▶ [PAGE EXCERPT]
· · · · ·
Looking across my garden, I cannot help but be cheered-up by the plentiful snapdragons (Antirrhinum majus cvs.) that are coming into flower at the moment. The display really is quite impressive.
The selection that I bought has five different colours as part of the mix and I am impressed with the even distribution of those varieties in the display.
Historically, snapdragons have been prone to rust diseases but modern breeding seems to have virtually eliminated this problem.
This year, I planted rows of mixed snapdragon along with alyssum (Lobularia maritima), stock (Matthiola incana cvs.) and cineraria (Pericallis × hybrida). All have come into bloom in the last couple of weeks, but I expect a couple more months worth of display.
There is a perennial snaprdragon (Antirrhinum hispanicum ‘Roseum’) available too. I have one of these in a hanging basket near my back door and like its annual cousins, it’s also looking stunning at this time of the year. The leaves of the perennial snapdragon are grey-green and hirsute; quite different to the annual species. Of course, the perennial snapdragon is well-suited to the garden, too.
Whilst A. hispanicum is called “perennial”, my experience has shown that they seldom live beyond three years and die at a moment’s notice. The only reason I have managed to keep this species is because I strike cuttings periodically and keep a second one in stock. There is a bit of an art to this and it’s fair to say that such an approach is beyond the capabilities of the average home gardener.
· · · · ·
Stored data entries
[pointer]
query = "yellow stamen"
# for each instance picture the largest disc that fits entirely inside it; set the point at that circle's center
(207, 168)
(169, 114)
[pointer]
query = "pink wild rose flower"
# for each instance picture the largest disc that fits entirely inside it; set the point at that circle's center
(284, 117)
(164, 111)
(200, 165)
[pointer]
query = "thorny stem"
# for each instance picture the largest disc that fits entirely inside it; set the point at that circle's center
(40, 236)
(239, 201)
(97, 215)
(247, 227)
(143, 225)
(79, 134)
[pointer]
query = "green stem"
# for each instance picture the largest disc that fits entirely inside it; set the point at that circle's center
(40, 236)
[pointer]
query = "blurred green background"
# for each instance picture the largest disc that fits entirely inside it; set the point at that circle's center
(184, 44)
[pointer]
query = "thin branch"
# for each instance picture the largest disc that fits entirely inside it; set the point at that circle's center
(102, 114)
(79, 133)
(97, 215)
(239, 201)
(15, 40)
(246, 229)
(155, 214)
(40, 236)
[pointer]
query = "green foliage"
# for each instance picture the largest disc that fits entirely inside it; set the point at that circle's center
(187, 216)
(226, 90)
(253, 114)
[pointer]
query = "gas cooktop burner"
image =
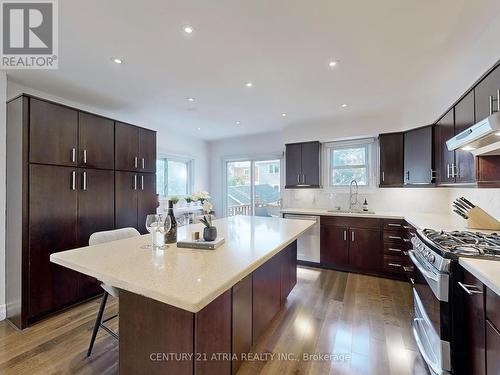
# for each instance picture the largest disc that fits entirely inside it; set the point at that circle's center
(464, 243)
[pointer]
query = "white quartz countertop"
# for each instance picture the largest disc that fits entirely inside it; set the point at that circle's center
(186, 278)
(418, 220)
(487, 271)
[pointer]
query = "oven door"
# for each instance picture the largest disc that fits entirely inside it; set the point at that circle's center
(427, 320)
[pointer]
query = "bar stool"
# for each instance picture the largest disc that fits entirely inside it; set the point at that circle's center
(96, 239)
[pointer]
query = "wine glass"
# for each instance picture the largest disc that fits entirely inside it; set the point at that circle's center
(152, 227)
(163, 227)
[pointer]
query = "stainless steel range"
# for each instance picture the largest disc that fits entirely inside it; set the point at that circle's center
(435, 255)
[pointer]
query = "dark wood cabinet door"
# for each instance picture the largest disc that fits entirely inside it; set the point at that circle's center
(391, 159)
(293, 160)
(52, 228)
(126, 185)
(147, 150)
(53, 133)
(266, 295)
(334, 248)
(96, 141)
(473, 327)
(464, 160)
(486, 88)
(492, 350)
(445, 159)
(418, 156)
(96, 212)
(310, 163)
(147, 202)
(126, 147)
(365, 250)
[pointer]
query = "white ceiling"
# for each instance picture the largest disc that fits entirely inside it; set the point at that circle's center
(388, 52)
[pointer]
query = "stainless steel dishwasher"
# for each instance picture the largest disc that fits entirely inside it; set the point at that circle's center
(308, 244)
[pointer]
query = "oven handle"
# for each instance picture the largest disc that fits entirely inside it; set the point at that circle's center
(434, 366)
(421, 268)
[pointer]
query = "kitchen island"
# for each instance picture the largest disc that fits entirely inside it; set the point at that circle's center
(185, 311)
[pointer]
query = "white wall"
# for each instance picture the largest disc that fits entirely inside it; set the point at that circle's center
(248, 146)
(3, 117)
(167, 142)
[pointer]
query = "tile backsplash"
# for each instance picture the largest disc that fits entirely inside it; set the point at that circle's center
(429, 200)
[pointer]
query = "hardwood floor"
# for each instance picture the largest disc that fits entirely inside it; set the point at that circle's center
(364, 320)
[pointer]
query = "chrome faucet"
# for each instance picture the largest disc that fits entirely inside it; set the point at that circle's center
(353, 202)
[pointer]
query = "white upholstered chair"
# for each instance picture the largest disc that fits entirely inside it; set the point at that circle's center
(96, 239)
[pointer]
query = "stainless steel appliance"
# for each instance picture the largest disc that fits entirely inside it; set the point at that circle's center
(308, 245)
(435, 255)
· · · · ·
▶ [REQUIRED WORK]
[1] In the snapdragon piece, what plant is in the hanging basket near the back door?
[2] Take the stretch of the snapdragon piece from "Looking across my" through "in the display.", substitute "show" for "display" each time it appears, and write the stretch out.
[3] According to the snapdragon piece, why does the writer periodically strike cuttings of A. hispanicum and keep a second plant in stock?
The listing plays no part in these tasks.

▶ [SOLUTION LIST]
[1] A perennial snapdragon (Antirrhinum hispanicum 'Roseum').

[2]
Looking across my garden, I cannot help but be cheered-up by the plentiful snapdragons (Antirrhinum majus cvs.) that are coming into flower at the moment. The show really is quite impressive.
The selection that I bought has five different colours as part of the mix and I am impressed with the even distribution of those varieties in the show.

[3] Although called "perennial," these plants seldom live beyond three years and die at a moment's notice. Striking cuttings and keeping a second plant is the only way the writer has managed to keep the species.